- _EXCERPTED PASSAGE_:

....................

Pints and Poetry in Limerick

We are on our first ever visit to Ireland as a couple. I did a tour with my mum and dad way back in the 1970’s but Jane has never visited these shores before. We flew into Dublin but avoided the capital city and headed west for a couple of hours, fetching up in Limerick, Eire’s third largest city. We booked into the rather modern George Hotel which is in the centre of town and this proved to be a good choice. It was getting on a bit by the time we had settled in, showered and changed so we just headed down O’Connel Street, took a right hand turn at Bobby Byrne’s pub and headed for Dolan’s, one of the stalwarts of Limericks music pubs.

When we arrived there was already an ad hoc group of musicians playing tunes in a side room and we were lucky to get a table. We ordered some Guiness and some excellent, unfussy pub food and settled in to listen to the music. At about 9pm the ad hoc group stopped and a couple of blokes on guitar and (I think) a bazouki guitar started playing and singing. They had great voices and played some songs with which we were familiar and could sing along to, so we had a great first night in Eire and returned to the hotel full of good food and beer and ready for our bed.

The next day we were able to explore the city a little and we were gobsmacked to bump into Terry Wogan. Our Tel was perched on a stool at Harvey’s Quay, microphone and interview notes in hand. OK, this was a bronze statue of the sadly departed Wogan but it is there because Terry is one of Limerick’s famous sons.

The city is built on the banks of the mighty Shannon River, Ireland’s longest. Looking along the river you can see St John’s Castle, built on the orders of King John (of England) in 1200 AD. So the city has a very long heritage and it is still very compact and easy to walk around.

....................

- _INFORMATION SHOWN_:
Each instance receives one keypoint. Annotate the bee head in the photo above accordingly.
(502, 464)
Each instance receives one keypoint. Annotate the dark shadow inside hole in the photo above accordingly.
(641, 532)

....................

- _COMPLETE THE FOLLOWING_:
a. According to the Limerick travel piece, which river is the city built on?
b. Transcribe everything in the Limerick travel piece from "Pints and Poetry" down to "Limericks music pubs.".
Rely only on the Limerick travel piece.

- _SOLUTIONS TO EACH TASK_:
a. The Shannon River, Ireland's longest.

b.
Pints and Poetry in Limerick

We are on our first ever visit to Ireland as a couple. I did a tour with my mum and dad way back in the 1970’s but Jane has never visited these shores before. We flew into Dublin but avoided the capital city and headed west for a couple of hours, fetching up in Limerick, Eire’s third largest city. We booked into the rather modern George Hotel which is in the centre of town and this proved to be a good choice. It was getting on a bit by the time we had settled in, showered and changed so we just headed down O’Connel Street, took a right hand turn at Bobby Byrne’s pub and headed for Dolan’s, one of the stalwarts of Limericks music pubs.